-------- Extrait choisi --------
Gisèle BarretExtrait de l'entrevue réalisée en mai 2022 à l'UdeM

Un deux-pièces à Paris; un théâtre à Montgeron

En 1956, Gisèle et Pierre arrivent à Paris et s’installent dans un appartement de deux pièces.

Gisèle poursuit alors ses études supérieures spécialisées en lettres modernes à la Faculté des lettres et sciences humaines de l’Université de Paris.

Pendant ce temps, Pierre continue à travailler comme dessinateur de presse et publie ses dessins humoristiques dans plusieurs journaux et revues.

À propos de cette époque, Gisèle écrit « […] Pierre mon mari dessinait, surtout la nuit, alors que je lisais et écrivais dans notre lit, surtout le jour ». (Gisèle Barret, Écrire...au lit, p.4).

C’est ainsi que Pierre crée Monstres en liberté, un recueil de dessins satiriques qui lui vaudra d’être l’un des trois lauréats du Grand Prix de l’humour noir (plus précisément le prix Grandville pour le dessin).

De son côté, Gisèle obtient une licence de lettres modernes (1960), un certificat d’études théâtrales (1960) et un diplôme d'études supérieures (1961).
-------- Données sources --------
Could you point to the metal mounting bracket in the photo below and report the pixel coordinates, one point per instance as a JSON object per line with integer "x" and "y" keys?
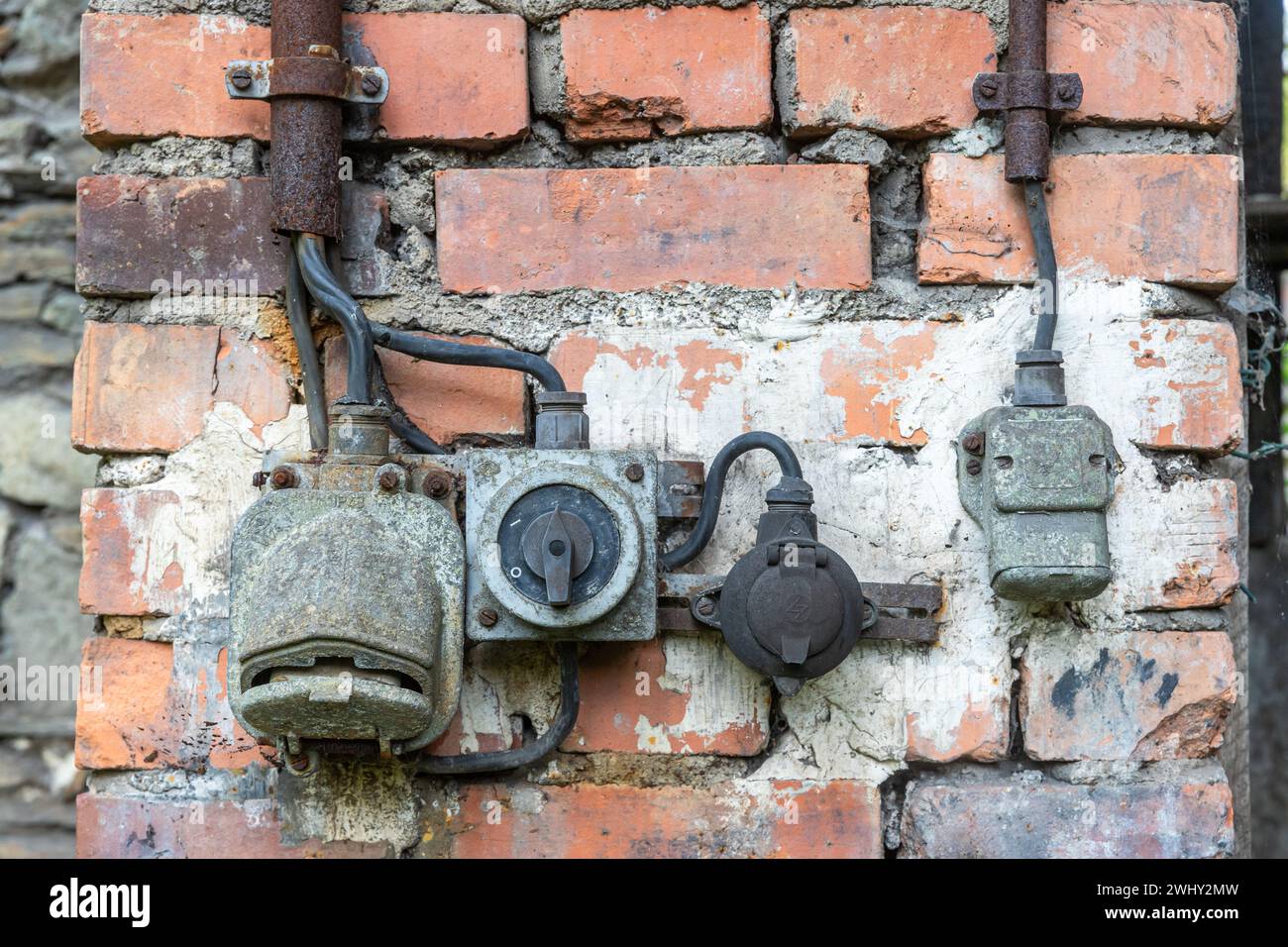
{"x": 318, "y": 76}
--------
### Consigne 1
D'après l'extrait sur Gisèle Barret, expliquez en une à trois phrases ce qui a valu à Pierre d'être l'un des trois lauréats du Grand Prix de l'humour noir.
### Consigne 2
Reproduisez tout le passage de l'extrait sur Gisèle Barret qui va de « Un deux-pièces à » jusqu'à « pour le dessin). ».
Le matériel ci-dessus est distinct de l'extrait.

### Réponse attendue 1
C'est son recueil de dessins satiriques Monstres en liberté qui lui a valu d'être l'un des trois lauréats du Grand Prix de l'humour noir. Il a reçu plus précisément le prix Grandville pour le dessin.

### Réponse attendue 2
Un deux-pièces à Paris; un théâtre à Montgeron

En 1956, Gisèle et Pierre arrivent à Paris et s’installent dans un appartement de deux pièces.

Gisèle poursuit alors ses études supérieures spécialisées en lettres modernes à la Faculté des lettres et sciences humaines de l’Université de Paris.

Pendant ce temps, Pierre continue à travailler comme dessinateur de presse et publie ses dessins humoristiques dans plusieurs journaux et revues.

À propos de cette époque, Gisèle écrit « […] Pierre mon mari dessinait, surtout la nuit, alors que je lisais et écrivais dans notre lit, surtout le jour ». (Gisèle Barret, Écrire...au lit, p.4).

C’est ainsi que Pierre crée Monstres en liberté, un recueil de dessins satiriques qui lui vaudra d’être l’un des trois lauréats du Grand Prix de l’humour noir (plus précisément le prix Grandville pour le dessin).